#### Exercise instructions
Could you give back the material from the line with "Tag any visible locomotive cab." to the line with "[805,312,1128,480]", with "gravel path" substituted for "dirt path" and nothing else changed? Reproduce only those lines.

# # # # #

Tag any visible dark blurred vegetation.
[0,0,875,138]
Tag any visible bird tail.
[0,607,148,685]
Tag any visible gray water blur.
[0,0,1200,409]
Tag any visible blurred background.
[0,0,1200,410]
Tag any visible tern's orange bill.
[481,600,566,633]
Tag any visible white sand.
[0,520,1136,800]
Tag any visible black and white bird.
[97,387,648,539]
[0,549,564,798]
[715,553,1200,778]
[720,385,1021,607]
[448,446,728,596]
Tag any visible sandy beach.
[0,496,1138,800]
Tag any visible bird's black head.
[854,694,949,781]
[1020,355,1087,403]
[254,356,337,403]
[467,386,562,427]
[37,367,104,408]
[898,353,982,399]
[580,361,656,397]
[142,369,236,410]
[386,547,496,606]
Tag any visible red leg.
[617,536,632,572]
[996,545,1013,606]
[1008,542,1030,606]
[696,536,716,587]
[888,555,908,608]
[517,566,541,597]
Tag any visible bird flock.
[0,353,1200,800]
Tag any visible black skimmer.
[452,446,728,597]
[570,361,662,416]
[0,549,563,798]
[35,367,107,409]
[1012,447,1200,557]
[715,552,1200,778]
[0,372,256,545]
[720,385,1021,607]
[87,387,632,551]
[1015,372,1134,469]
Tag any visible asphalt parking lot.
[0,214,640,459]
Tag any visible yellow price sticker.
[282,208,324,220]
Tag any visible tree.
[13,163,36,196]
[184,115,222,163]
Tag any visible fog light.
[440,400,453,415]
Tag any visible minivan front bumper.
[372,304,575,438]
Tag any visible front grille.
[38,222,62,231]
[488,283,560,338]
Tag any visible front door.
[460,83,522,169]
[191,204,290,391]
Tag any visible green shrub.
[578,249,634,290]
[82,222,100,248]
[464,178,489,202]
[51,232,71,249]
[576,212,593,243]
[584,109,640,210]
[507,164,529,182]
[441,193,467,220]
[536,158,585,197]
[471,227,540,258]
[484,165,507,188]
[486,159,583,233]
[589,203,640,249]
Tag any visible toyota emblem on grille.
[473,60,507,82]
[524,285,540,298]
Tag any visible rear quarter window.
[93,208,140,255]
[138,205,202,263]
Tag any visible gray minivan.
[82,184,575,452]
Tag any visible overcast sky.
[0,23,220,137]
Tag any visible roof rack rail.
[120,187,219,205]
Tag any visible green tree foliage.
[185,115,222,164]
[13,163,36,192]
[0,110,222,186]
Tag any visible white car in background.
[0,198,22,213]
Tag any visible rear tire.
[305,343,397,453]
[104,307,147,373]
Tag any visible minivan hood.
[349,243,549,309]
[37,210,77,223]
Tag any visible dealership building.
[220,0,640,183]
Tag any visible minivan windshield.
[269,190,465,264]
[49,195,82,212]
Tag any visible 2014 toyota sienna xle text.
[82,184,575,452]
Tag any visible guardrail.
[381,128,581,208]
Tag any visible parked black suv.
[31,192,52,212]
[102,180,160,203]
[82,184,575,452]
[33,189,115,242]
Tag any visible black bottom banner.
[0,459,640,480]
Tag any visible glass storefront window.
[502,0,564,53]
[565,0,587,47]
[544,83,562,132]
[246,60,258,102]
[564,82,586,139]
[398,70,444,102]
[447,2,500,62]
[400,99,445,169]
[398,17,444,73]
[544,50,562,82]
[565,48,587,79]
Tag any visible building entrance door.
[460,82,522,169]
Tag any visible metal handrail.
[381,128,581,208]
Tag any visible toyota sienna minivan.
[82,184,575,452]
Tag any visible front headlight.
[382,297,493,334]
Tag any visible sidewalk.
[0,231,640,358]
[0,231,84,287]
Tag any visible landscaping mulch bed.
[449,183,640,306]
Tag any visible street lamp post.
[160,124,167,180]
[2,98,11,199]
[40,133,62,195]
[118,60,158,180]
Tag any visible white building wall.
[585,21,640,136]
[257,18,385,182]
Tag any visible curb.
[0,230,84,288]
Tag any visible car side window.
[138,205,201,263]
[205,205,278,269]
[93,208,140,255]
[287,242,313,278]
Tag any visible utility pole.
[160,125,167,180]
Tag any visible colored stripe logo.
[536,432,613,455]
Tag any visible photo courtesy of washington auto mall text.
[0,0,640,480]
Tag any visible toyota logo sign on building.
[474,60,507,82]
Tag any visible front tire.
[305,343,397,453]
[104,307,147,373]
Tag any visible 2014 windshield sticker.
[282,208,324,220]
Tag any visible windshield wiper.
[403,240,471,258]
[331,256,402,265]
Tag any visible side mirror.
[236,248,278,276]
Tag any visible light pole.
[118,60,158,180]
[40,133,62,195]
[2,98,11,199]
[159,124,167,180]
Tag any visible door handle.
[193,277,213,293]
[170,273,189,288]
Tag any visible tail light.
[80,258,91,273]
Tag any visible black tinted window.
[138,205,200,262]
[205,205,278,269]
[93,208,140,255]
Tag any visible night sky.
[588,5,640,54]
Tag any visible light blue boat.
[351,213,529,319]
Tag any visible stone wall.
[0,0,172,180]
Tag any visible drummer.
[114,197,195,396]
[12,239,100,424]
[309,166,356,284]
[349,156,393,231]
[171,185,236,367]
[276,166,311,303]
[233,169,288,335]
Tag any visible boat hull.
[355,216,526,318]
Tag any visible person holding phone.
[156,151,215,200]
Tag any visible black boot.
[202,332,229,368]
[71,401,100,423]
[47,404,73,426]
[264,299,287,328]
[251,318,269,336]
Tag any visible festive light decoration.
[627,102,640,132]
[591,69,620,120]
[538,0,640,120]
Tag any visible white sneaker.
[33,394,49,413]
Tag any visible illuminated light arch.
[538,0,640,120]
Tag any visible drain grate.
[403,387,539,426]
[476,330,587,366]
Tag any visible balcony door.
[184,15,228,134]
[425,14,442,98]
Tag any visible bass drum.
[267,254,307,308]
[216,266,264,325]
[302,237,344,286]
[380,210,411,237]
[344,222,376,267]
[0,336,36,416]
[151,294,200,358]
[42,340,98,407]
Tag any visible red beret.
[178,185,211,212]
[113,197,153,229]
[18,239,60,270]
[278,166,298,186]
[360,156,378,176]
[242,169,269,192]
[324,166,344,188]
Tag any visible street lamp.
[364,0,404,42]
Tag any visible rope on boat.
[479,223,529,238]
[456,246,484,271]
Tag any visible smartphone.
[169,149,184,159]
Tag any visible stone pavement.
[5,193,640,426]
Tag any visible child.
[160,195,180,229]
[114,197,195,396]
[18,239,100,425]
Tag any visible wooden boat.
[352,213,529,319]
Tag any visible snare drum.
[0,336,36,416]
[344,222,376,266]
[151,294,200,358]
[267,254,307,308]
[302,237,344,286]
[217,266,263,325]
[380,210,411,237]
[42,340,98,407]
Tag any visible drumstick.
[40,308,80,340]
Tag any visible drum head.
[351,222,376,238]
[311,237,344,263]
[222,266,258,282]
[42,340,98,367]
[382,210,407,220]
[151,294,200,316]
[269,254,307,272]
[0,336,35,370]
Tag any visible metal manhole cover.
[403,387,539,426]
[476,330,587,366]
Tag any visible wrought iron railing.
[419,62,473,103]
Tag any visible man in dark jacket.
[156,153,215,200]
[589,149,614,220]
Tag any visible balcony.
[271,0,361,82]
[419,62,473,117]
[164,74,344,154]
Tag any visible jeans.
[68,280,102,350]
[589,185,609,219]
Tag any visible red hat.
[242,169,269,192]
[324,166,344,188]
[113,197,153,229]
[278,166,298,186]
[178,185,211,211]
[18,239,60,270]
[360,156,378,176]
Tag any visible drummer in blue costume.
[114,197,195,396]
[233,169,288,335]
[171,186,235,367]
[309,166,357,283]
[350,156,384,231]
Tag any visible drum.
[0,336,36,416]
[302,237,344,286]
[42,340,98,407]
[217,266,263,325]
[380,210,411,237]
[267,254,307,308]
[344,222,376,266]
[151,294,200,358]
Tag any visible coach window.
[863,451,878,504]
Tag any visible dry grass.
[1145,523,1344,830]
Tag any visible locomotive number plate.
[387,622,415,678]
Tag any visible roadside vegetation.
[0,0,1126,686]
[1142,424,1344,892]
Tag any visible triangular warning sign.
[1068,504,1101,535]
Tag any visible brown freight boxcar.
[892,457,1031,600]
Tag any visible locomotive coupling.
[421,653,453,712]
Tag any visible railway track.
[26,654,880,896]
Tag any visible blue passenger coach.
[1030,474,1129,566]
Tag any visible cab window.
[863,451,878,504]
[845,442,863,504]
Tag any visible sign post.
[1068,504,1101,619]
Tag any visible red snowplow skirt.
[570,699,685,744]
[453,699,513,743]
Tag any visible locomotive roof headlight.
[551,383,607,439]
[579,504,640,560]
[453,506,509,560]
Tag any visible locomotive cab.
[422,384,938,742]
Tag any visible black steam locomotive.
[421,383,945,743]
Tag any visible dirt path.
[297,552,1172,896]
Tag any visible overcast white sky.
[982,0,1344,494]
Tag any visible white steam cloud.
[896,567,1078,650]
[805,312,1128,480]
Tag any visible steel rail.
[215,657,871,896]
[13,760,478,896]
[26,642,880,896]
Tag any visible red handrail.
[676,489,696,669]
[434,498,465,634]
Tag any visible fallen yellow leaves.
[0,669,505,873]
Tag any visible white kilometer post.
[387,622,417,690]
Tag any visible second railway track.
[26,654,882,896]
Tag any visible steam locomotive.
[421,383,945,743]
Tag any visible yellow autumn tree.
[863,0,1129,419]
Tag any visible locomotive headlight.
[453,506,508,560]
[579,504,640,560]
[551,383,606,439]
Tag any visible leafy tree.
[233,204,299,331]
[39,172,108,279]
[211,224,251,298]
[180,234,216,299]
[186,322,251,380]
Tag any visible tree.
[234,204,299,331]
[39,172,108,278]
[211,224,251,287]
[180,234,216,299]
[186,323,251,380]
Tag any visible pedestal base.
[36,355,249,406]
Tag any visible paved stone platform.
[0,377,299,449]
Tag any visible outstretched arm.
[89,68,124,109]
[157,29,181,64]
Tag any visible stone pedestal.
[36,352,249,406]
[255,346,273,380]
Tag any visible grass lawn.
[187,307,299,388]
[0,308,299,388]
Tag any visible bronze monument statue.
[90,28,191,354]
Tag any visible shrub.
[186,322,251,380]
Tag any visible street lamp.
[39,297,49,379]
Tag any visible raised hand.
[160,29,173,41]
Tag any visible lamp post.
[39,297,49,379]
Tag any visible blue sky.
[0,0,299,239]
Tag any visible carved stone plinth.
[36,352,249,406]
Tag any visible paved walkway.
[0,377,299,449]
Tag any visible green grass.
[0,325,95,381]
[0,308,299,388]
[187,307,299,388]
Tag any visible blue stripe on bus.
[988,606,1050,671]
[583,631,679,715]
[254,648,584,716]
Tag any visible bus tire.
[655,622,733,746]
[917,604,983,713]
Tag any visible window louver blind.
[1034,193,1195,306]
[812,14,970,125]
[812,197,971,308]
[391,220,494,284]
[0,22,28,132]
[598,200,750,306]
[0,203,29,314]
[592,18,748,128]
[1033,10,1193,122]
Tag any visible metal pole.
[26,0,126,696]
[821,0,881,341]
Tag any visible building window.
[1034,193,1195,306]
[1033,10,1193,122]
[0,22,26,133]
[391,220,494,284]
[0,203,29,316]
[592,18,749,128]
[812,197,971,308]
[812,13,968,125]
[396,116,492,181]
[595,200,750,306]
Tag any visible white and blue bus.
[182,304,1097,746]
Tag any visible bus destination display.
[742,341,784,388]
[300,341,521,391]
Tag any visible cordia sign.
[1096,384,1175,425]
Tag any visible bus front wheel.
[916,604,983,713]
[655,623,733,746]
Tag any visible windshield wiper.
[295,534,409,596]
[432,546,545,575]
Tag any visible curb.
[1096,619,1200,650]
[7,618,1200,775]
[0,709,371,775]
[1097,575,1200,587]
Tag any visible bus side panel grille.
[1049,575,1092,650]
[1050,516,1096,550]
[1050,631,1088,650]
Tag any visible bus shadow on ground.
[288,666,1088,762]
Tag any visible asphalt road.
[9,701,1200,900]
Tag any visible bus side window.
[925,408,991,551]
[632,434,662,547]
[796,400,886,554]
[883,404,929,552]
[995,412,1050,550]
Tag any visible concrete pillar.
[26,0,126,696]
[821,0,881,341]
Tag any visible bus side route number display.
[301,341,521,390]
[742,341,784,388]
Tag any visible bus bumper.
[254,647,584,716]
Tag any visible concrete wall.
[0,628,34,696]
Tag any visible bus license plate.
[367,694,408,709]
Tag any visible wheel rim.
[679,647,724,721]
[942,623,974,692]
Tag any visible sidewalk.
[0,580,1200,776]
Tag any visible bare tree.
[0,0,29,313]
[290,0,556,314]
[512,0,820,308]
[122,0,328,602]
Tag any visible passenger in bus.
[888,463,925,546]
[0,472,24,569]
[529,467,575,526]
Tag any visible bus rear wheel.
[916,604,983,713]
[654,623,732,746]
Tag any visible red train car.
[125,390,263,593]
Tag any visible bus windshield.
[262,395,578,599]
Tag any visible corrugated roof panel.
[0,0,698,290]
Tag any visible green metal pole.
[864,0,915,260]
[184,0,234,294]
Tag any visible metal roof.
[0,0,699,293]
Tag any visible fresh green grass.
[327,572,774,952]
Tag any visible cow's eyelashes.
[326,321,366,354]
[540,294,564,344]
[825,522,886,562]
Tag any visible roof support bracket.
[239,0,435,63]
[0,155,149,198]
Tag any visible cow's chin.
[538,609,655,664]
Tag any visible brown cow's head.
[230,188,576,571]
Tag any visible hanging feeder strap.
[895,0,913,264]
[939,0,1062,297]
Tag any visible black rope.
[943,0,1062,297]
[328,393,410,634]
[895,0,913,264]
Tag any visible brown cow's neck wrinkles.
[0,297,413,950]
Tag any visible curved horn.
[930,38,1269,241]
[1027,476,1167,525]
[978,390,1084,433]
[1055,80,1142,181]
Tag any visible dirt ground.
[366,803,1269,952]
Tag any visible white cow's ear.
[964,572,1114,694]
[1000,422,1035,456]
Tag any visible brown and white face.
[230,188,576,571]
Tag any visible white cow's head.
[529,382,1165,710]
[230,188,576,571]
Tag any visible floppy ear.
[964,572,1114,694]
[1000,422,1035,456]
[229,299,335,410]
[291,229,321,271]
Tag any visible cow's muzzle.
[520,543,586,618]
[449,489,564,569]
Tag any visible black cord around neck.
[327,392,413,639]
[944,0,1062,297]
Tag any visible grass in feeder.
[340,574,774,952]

# # # # #

#### Exercise solution
Tag any visible locomotive cab.
[422,384,938,742]
Tag any visible black steam locomotive.
[421,383,945,743]
Tag any visible gravel path.
[297,552,1172,896]
Tag any visible overcast white sky.
[982,0,1344,494]
Tag any visible white steam cloud.
[896,567,1078,650]
[805,312,1128,480]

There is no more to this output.